======== Page text ========
Our mortgage insurance segment offers primary mortgage insurance coverage on residential first-lien mortgages (“first-liens”). At June 30, 2012, primary insurance on first-liens comprised approximately 93.8% of our $33.9 billion of total risk in force (“RIF”). Prior to 2009, we also wrote pool insurance, which at June 30, 2012, comprised approximately 5.7% of our total RIF. In addition to first-lien mortgage insurance, in the past, we provided other forms of credit enhancement on residential mortgage assets. These products included mortgage insurance on second-lien mortgages (“second-liens”), credit enhancement on net interest margin securities (“NIMS”), and primary mortgage insurance on international mortgages (collectively, we refer to the risk associated with these transactions as “non-traditional”). We stopped writing non-traditional business in 2007, other than a small amount of international mortgage insurance, which we discontinued writing in 2008. Our non-traditional RIF was $179 million as of June 30, 2012, representing 0.5% of our total RIF.
Financial Guaranty
Our financial guaranty segment has provided direct insurance and reinsurance on credit-based risks through Radian Asset Assurance Inc. (“Radian Asset Assurance”), a wholly-owned subsidiary of Radian Guaranty. In 2008, in light of market conditions and the downgrade of the financial strength ratings of our financial guaranty insurance subsidiaries, we discontinued writing new financial guaranty business, including accepting new financial guaranty reinsurance, other than as necessary to commute, restructure, hedge or otherwise mitigate losses or reduce exposure in our existing portfolio. Since 2008, we have significantly reduced our financial guaranty operations and have reduced our financial guaranty exposures through commutations in order to mitigate uncertainty, maximize the ultimate capital available for our mortgage insurance business and accelerate our access to that capital.
========
--- Job A ---
Can you print, unchanged, the stretch of rows from the line containing "point per instance: chin -- pixel coordinates" through the last of the rows?
======== Data excerpts ========
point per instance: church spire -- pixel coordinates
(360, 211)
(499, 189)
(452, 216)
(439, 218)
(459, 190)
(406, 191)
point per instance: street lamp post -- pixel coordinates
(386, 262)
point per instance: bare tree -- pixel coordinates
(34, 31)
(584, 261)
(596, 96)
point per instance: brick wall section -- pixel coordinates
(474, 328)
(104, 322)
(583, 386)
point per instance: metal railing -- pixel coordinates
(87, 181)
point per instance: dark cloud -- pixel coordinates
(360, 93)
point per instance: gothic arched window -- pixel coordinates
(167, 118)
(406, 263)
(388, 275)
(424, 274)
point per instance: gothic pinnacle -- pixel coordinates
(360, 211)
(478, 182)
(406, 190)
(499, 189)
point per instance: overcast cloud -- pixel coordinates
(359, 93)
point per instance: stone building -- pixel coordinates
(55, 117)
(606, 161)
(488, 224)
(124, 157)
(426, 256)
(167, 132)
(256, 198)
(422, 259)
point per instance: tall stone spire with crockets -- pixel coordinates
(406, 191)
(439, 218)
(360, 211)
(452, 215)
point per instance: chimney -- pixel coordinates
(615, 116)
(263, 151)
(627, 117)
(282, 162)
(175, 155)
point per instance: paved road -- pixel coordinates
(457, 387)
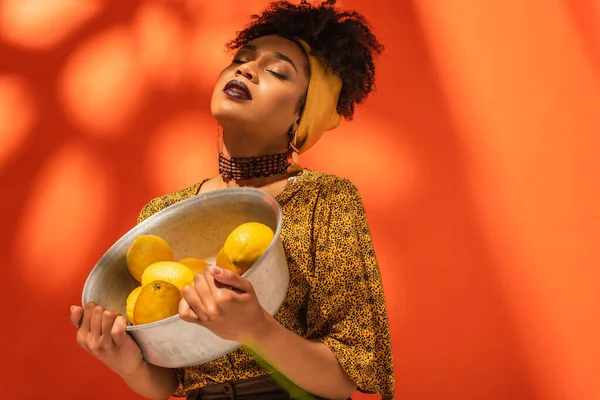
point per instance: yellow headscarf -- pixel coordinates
(320, 114)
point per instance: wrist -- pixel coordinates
(132, 370)
(263, 330)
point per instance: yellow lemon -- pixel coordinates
(131, 299)
(146, 250)
(168, 271)
(196, 265)
(223, 262)
(247, 243)
(157, 300)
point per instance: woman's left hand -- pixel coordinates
(224, 303)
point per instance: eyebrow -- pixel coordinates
(277, 55)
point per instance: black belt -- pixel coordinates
(262, 387)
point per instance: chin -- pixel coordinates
(228, 111)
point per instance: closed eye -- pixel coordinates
(278, 75)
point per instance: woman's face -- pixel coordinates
(257, 95)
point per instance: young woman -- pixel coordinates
(297, 70)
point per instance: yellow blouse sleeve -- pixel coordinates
(346, 307)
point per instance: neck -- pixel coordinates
(245, 144)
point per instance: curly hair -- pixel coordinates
(342, 40)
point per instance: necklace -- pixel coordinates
(253, 167)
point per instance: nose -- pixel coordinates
(246, 71)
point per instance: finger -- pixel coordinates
(117, 331)
(219, 291)
(96, 322)
(230, 278)
(186, 313)
(191, 296)
(87, 317)
(76, 316)
(206, 293)
(108, 319)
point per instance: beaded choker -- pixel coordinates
========
--- Job B ---
Does the text on mortgage insurance and financial guaranty support each of these statements? (i) Writing of international mortgage insurance was discontinued in 2007. (ii) Radian Asset Assurance is a wholly-owned subsidiary of Radian Guaranty. (iii) The non-traditional RIF was $179 million as of June 30, 2012.

--- Full output A ---
point per instance: chin -- pixel coordinates
(228, 111)
point per instance: closed eye -- pixel coordinates
(278, 75)
point per instance: woman's face -- pixel coordinates
(257, 95)
point per instance: young woman -- pixel coordinates
(297, 70)
point per instance: yellow blouse sleeve -- pixel coordinates
(346, 307)
point per instance: neck -- pixel coordinates
(245, 144)
point per instance: curly hair -- pixel coordinates
(342, 40)
point per instance: necklace -- pixel coordinates
(253, 167)
point per instance: nose -- pixel coordinates
(246, 71)
point per instance: finger -- pixel coordinates
(117, 331)
(219, 291)
(96, 322)
(230, 278)
(186, 313)
(191, 296)
(87, 317)
(76, 316)
(206, 293)
(108, 319)
point per instance: beaded choker -- pixel coordinates

--- Full output B ---
(i) No: "other than a small amount of international mortgage insurance, which we discontinued writing in 2008"
(ii) Yes: "Radian Asset Assurance Inc. (“Radian Asset Assurance”), a wholly-owned subsidiary of Radian Guaranty"
(iii) Yes: "Our non-traditional RIF was $179 million as of June 30, 2012"